Location annotation dataset excerpts
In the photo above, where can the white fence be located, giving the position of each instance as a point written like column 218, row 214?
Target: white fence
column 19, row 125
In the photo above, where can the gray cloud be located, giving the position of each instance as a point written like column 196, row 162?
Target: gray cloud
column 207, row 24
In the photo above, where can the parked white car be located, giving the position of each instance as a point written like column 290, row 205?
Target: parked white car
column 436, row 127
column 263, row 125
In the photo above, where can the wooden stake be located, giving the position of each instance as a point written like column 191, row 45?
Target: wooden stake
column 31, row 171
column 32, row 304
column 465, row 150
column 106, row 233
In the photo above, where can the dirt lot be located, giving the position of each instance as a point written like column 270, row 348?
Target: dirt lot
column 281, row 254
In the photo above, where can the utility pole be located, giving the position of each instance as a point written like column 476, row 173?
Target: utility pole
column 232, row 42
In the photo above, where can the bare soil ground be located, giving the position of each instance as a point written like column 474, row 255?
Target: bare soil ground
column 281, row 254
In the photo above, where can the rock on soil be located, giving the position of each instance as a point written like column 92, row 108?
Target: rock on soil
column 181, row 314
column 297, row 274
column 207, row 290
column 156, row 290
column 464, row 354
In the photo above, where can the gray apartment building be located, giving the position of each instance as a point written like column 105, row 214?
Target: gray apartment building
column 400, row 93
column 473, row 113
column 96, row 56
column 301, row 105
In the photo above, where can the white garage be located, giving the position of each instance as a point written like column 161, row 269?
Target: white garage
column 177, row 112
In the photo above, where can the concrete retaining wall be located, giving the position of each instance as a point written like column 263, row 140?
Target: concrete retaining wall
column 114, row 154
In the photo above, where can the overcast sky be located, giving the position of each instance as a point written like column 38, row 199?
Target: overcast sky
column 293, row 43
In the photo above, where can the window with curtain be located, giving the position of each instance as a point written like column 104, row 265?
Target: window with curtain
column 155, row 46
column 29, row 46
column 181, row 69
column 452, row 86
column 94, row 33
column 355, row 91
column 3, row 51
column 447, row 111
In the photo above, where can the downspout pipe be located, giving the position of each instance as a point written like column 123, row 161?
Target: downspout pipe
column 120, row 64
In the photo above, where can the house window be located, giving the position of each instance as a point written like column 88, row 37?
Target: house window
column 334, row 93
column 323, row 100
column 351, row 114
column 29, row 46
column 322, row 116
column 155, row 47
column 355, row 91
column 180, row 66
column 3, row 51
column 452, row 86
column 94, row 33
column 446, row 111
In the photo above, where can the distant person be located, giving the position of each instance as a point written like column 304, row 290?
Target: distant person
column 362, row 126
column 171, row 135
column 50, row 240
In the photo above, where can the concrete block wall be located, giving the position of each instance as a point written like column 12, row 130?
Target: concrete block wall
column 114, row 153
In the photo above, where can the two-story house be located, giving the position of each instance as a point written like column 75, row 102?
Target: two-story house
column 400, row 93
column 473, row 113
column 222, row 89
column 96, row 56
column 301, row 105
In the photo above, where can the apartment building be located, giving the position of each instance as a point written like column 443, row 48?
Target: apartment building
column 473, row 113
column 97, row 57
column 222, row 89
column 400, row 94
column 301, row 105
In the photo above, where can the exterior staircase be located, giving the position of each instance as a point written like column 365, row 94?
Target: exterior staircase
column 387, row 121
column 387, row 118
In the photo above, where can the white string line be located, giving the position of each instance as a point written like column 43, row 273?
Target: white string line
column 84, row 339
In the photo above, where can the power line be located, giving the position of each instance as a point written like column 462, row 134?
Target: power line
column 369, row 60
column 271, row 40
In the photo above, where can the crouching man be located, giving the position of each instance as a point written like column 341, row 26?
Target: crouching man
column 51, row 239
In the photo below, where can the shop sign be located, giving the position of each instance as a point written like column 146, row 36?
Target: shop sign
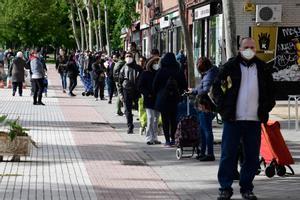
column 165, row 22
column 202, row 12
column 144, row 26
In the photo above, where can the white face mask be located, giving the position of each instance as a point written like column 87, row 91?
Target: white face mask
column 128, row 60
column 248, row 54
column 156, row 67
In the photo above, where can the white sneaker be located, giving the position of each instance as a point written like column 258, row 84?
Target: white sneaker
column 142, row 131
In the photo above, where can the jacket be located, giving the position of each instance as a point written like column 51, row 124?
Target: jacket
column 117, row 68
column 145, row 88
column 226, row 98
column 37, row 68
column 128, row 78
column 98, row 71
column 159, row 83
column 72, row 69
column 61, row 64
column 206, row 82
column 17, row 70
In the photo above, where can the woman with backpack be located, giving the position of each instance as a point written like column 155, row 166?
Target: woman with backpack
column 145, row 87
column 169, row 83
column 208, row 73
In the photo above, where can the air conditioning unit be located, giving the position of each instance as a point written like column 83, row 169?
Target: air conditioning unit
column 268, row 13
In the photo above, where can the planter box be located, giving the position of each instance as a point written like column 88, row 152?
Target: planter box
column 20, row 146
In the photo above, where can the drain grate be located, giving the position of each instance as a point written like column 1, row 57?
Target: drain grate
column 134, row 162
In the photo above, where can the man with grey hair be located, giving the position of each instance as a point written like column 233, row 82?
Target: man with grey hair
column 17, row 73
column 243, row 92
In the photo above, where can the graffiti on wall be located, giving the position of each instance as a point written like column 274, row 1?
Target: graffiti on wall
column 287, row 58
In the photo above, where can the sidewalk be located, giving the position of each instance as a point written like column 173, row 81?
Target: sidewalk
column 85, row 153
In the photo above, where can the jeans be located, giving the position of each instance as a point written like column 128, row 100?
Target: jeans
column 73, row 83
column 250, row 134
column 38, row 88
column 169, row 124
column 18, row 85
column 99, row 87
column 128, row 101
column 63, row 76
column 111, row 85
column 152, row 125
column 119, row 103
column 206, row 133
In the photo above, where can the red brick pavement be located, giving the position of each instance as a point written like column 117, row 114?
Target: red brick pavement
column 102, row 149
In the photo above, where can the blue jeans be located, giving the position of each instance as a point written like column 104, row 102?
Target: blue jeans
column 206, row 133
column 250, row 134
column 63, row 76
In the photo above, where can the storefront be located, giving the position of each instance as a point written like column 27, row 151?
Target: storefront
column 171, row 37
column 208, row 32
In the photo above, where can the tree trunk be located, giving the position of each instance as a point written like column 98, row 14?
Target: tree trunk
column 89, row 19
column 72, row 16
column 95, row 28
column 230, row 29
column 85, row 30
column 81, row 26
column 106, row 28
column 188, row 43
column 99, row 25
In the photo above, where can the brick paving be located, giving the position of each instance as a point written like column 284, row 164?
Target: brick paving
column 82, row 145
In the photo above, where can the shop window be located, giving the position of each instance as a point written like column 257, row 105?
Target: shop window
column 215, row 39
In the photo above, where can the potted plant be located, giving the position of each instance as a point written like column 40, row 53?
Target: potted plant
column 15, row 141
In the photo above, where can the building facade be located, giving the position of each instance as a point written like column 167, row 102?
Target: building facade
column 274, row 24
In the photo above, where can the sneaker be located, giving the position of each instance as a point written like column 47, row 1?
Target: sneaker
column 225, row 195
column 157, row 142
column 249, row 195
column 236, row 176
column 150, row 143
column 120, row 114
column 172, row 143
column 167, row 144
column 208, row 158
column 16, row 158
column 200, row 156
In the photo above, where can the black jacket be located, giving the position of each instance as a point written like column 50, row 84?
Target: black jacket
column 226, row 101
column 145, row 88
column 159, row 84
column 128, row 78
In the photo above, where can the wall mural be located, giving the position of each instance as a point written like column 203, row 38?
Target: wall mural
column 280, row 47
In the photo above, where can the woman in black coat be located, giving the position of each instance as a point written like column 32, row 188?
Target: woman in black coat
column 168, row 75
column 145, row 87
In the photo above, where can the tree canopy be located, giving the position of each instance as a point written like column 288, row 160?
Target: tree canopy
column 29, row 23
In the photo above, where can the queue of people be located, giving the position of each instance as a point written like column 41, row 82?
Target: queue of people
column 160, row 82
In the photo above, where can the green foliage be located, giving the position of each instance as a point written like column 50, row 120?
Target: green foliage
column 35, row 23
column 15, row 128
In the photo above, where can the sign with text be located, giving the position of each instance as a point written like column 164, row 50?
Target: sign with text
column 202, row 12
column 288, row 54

## [What you will do]
Swap "overcast sky" for "cloudy sky" in the material between the lines holding "In the photo above, where can the concrete retaining" and "column 293, row 43", inclusive, leaving everything else unchanged, and give back only those lines.

## [Exercise result]
In the photo above, where can the concrete retaining wall be located, giving the position of each instance as a point written like column 263, row 140?
Target: concrete retaining wall
column 114, row 154
In the photo above, where can the cloudy sky be located, giving the position of each instance as a point written like column 38, row 199?
Target: cloudy sky
column 293, row 43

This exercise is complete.